*Task to complete*. Your task is to copy the lines of the data below from the line holding "hey! real quick, spot the green leaf" through the line holding "hey! real quick, spot the leafy", inclusive, exactly and with nothing added.

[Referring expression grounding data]
Content starts
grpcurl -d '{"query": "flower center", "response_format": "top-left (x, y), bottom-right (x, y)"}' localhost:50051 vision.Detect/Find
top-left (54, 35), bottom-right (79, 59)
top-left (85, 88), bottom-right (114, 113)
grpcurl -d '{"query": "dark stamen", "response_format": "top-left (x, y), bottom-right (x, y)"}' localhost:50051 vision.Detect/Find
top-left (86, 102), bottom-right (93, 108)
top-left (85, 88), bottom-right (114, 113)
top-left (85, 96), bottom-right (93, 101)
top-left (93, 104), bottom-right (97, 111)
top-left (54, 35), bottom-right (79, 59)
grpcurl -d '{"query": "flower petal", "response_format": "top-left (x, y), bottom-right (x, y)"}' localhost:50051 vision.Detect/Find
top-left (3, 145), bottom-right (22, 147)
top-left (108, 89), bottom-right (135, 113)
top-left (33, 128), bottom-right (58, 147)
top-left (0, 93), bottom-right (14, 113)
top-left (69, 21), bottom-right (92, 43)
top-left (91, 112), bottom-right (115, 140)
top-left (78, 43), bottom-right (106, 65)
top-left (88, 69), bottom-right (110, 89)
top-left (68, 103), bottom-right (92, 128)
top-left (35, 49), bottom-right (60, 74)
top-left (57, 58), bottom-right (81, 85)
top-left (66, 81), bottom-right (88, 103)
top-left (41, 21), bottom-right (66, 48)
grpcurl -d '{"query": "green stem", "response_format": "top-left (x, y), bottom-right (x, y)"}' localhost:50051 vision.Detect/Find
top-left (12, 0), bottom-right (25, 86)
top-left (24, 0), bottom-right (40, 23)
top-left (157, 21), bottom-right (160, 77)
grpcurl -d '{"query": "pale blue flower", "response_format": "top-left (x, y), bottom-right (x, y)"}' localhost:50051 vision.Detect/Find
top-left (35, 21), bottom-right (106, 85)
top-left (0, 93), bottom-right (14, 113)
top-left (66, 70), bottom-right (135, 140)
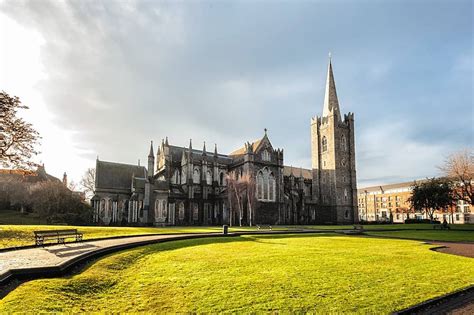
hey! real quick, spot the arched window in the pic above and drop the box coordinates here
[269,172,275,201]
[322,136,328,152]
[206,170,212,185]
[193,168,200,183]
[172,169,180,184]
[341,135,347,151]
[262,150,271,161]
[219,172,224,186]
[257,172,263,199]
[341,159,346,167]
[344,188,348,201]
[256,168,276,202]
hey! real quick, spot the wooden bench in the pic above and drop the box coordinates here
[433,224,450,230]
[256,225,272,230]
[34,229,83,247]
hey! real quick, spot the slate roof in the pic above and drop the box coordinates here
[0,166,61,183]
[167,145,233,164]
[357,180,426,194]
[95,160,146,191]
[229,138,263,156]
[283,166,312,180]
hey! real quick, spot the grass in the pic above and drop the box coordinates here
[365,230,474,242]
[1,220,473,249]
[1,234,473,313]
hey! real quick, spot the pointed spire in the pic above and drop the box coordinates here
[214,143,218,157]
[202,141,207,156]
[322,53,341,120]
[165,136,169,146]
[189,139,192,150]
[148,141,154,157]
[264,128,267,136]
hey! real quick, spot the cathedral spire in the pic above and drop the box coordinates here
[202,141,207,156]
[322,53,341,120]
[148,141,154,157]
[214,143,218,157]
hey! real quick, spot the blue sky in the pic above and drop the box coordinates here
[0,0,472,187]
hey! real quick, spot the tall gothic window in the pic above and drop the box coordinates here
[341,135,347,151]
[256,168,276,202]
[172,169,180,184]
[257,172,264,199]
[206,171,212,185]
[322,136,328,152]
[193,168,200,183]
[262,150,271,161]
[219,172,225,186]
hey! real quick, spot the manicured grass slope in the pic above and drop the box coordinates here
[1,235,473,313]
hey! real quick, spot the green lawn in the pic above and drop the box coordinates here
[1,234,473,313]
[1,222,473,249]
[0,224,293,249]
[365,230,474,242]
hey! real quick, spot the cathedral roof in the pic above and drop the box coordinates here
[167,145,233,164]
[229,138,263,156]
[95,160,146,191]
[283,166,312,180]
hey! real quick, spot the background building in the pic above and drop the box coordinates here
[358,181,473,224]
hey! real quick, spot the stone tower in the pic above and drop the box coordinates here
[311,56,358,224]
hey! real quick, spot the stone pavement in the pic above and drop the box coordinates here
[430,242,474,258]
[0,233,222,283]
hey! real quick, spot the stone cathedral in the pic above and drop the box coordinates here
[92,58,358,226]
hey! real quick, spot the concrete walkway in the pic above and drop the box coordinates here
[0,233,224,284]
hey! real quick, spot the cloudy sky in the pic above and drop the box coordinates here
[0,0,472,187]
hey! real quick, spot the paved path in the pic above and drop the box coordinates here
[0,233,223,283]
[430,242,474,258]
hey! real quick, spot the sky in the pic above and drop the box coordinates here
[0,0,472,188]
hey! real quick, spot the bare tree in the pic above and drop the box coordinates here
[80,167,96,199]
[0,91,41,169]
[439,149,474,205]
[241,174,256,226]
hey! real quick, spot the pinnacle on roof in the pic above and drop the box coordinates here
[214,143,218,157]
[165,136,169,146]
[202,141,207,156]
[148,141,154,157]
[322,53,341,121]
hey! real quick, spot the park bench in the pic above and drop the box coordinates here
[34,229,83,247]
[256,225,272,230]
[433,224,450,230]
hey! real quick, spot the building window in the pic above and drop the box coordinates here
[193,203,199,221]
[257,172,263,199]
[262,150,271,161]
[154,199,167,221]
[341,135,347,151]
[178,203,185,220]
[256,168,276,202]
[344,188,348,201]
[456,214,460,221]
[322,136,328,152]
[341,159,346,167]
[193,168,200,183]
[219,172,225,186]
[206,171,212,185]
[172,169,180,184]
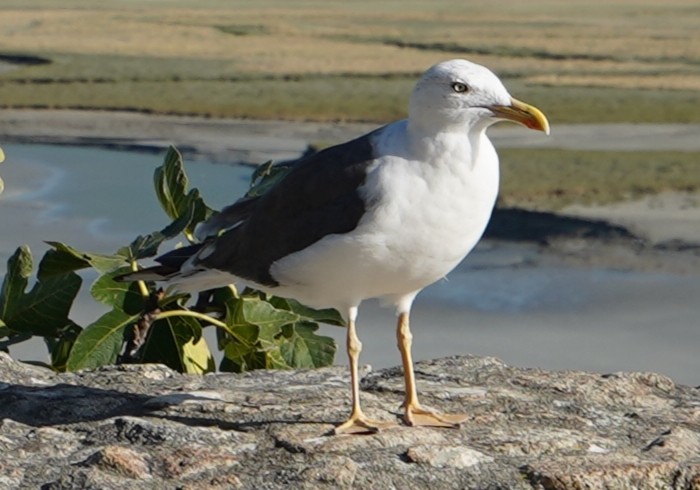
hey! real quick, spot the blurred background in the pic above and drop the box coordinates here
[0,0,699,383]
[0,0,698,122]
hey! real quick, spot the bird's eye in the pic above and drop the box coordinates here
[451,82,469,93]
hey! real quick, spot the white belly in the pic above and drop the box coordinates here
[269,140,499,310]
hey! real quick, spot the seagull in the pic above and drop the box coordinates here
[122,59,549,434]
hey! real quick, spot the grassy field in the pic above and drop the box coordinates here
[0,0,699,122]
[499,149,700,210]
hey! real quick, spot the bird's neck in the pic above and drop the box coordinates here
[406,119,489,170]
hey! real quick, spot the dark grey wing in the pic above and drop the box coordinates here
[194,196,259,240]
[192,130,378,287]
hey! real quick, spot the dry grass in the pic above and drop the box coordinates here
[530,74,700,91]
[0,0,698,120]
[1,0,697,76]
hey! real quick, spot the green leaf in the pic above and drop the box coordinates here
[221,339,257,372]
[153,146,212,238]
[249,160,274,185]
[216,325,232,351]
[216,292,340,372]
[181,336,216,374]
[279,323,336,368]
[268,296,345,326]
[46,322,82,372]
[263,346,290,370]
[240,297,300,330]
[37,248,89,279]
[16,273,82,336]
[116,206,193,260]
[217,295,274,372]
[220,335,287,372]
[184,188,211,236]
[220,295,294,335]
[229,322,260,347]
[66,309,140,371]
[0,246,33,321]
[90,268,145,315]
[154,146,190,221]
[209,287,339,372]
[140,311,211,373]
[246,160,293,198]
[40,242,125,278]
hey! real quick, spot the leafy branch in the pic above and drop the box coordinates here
Content ends
Content starts
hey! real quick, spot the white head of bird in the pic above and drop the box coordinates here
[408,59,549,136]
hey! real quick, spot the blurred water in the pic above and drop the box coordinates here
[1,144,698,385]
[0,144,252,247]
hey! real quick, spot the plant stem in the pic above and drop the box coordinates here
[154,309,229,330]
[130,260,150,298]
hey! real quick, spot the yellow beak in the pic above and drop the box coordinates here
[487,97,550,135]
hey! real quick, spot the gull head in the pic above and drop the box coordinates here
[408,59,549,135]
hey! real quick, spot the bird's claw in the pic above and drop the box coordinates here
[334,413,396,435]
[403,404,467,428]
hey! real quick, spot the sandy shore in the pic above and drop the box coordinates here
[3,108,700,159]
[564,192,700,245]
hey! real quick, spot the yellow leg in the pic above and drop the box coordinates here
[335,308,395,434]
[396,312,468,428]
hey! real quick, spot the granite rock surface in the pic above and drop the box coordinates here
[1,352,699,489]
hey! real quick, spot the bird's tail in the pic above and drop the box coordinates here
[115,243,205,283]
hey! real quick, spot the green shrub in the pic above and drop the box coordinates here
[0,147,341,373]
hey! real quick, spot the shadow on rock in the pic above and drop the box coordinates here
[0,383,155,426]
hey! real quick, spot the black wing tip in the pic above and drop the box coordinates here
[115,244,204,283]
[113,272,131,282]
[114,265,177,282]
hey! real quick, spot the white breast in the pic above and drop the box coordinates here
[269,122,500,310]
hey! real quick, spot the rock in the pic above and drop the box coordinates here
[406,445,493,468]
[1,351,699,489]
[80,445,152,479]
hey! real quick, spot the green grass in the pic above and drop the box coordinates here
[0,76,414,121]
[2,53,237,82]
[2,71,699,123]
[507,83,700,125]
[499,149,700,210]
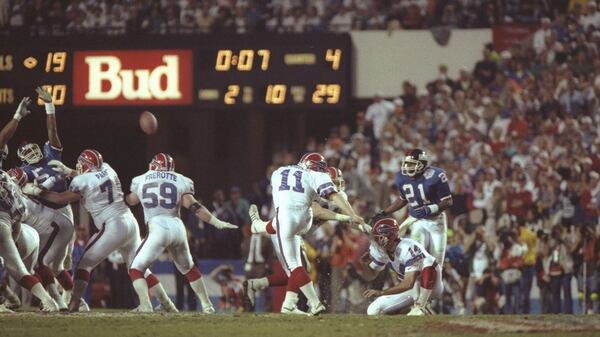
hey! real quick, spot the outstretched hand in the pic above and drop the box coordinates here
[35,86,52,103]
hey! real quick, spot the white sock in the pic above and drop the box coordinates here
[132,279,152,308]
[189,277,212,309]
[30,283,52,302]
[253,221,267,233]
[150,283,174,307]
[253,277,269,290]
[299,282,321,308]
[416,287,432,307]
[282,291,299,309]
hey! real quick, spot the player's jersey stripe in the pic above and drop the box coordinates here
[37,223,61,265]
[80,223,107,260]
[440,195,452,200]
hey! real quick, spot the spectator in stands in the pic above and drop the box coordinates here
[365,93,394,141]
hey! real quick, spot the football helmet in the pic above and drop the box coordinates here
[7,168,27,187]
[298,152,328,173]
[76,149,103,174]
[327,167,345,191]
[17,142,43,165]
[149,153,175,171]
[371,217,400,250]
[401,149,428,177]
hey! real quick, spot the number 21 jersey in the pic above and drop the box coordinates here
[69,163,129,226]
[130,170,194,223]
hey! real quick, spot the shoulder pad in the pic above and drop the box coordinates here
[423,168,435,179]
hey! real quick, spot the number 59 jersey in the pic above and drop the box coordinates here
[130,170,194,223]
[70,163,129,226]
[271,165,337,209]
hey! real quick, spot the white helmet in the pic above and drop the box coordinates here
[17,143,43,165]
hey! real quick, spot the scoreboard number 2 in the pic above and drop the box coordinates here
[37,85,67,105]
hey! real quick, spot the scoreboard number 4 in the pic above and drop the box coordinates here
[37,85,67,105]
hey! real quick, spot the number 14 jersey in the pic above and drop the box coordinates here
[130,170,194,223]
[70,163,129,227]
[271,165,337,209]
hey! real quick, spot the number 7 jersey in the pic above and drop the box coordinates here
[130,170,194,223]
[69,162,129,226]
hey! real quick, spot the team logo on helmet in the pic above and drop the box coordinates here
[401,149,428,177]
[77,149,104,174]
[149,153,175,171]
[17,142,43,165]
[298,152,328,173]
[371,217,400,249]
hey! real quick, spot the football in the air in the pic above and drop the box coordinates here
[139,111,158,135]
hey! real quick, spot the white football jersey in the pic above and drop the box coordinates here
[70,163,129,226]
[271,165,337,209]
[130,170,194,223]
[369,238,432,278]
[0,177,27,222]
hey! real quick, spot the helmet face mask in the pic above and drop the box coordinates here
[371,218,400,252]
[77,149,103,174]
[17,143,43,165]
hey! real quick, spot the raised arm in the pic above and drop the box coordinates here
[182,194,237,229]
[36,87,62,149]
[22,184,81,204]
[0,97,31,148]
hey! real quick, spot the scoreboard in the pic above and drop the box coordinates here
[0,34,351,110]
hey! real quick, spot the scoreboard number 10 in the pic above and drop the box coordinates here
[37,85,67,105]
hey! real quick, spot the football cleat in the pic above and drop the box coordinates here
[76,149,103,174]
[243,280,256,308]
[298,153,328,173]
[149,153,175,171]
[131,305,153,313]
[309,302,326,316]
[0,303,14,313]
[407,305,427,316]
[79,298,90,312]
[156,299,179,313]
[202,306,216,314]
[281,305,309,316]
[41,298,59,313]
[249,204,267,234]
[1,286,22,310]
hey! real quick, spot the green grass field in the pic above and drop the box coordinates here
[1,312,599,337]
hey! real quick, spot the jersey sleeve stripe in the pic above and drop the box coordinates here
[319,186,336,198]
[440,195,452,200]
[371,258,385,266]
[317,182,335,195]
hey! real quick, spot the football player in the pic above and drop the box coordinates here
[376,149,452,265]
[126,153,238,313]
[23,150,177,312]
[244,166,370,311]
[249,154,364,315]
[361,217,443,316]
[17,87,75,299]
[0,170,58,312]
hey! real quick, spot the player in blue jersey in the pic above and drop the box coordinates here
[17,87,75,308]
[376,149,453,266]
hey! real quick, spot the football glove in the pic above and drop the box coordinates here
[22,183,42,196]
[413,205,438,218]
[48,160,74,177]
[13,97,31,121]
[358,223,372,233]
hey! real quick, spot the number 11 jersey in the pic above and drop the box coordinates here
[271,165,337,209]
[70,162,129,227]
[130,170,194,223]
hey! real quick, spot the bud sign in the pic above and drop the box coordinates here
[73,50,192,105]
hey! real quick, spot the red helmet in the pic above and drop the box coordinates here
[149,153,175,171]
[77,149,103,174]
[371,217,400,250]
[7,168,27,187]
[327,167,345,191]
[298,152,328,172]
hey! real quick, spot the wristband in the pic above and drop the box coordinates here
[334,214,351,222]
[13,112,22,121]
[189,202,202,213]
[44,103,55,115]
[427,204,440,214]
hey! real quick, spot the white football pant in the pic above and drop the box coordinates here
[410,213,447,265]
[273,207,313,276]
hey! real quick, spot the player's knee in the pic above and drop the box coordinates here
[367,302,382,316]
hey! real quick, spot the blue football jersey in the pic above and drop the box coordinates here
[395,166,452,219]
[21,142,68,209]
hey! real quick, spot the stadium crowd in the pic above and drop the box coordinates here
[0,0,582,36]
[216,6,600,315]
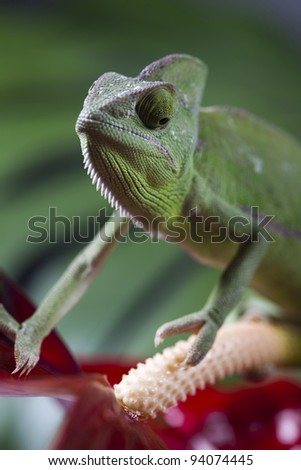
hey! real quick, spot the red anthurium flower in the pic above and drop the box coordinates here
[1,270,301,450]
Content ends
*Task response*.
hey! real quick, spot the green leaf in the pic above and drop the box coordinates here
[221,339,257,372]
[153,146,212,238]
[249,160,274,185]
[216,325,232,351]
[216,292,340,372]
[181,336,216,374]
[279,323,336,368]
[268,296,345,326]
[46,322,82,372]
[263,346,290,370]
[240,297,300,330]
[37,248,89,279]
[16,273,82,336]
[116,206,193,260]
[217,295,274,372]
[220,335,287,372]
[184,188,211,236]
[220,295,294,335]
[229,322,260,347]
[66,309,140,371]
[0,246,33,321]
[90,268,145,315]
[154,146,190,221]
[209,287,339,372]
[140,311,211,373]
[246,160,293,198]
[40,242,125,278]
hey! real quick, spot the leafy branch in the pic above and drop the box coordinates here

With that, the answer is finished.